Problem: Nothing but an exact copy is wanted: the line with "column 29, row 135" and each line after it in the data below, last line included.

(Data to examine Opens)

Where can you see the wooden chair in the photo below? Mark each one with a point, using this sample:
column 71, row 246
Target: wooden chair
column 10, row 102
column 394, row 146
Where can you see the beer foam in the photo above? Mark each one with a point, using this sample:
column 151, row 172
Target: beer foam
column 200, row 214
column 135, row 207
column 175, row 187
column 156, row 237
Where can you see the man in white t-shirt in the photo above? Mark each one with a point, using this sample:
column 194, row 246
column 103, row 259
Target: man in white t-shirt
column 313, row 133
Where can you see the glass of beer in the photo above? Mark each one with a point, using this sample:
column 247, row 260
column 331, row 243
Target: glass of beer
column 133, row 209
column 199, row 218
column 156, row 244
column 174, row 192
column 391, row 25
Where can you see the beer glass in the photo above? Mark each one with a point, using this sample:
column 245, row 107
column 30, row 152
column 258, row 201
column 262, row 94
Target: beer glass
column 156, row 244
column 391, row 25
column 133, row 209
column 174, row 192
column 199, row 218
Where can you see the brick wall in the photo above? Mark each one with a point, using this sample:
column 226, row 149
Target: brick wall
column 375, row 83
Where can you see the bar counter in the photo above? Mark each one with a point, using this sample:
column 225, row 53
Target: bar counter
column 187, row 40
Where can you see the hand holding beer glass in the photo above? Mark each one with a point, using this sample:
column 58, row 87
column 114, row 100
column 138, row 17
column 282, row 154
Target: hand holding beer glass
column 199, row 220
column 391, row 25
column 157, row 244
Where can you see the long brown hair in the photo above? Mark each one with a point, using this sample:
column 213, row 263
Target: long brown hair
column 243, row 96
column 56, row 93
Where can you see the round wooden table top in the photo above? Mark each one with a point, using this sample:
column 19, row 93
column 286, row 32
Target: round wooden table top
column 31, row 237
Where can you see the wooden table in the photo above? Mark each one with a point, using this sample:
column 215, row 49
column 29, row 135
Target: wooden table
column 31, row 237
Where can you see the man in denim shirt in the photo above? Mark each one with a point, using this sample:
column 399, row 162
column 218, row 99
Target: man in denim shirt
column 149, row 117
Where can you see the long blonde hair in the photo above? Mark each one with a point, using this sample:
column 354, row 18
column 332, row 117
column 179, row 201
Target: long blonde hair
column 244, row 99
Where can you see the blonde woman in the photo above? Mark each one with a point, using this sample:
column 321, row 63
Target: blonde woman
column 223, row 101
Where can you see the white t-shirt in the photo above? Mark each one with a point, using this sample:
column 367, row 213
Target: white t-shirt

(Data to examine Closes)

Task result:
column 29, row 135
Target: wooden table
column 31, row 237
Where can you see the man in denim shirt in the photo above? Mark each one with a point, using this sample:
column 399, row 162
column 218, row 99
Target: man in denim shirt
column 149, row 117
Where can you see the long blonde hair in the photo above? Mark each one with a point, using this sample:
column 354, row 18
column 332, row 117
column 179, row 201
Target: long blonde hair
column 244, row 99
Where can you see the blonde woman in the photo above? Mark each one with a point, using this sample:
column 321, row 63
Target: blonde woman
column 223, row 101
Where can you see the white t-shirt in the photo above? Mark each one with a point, using this sample:
column 367, row 213
Target: white t-shirt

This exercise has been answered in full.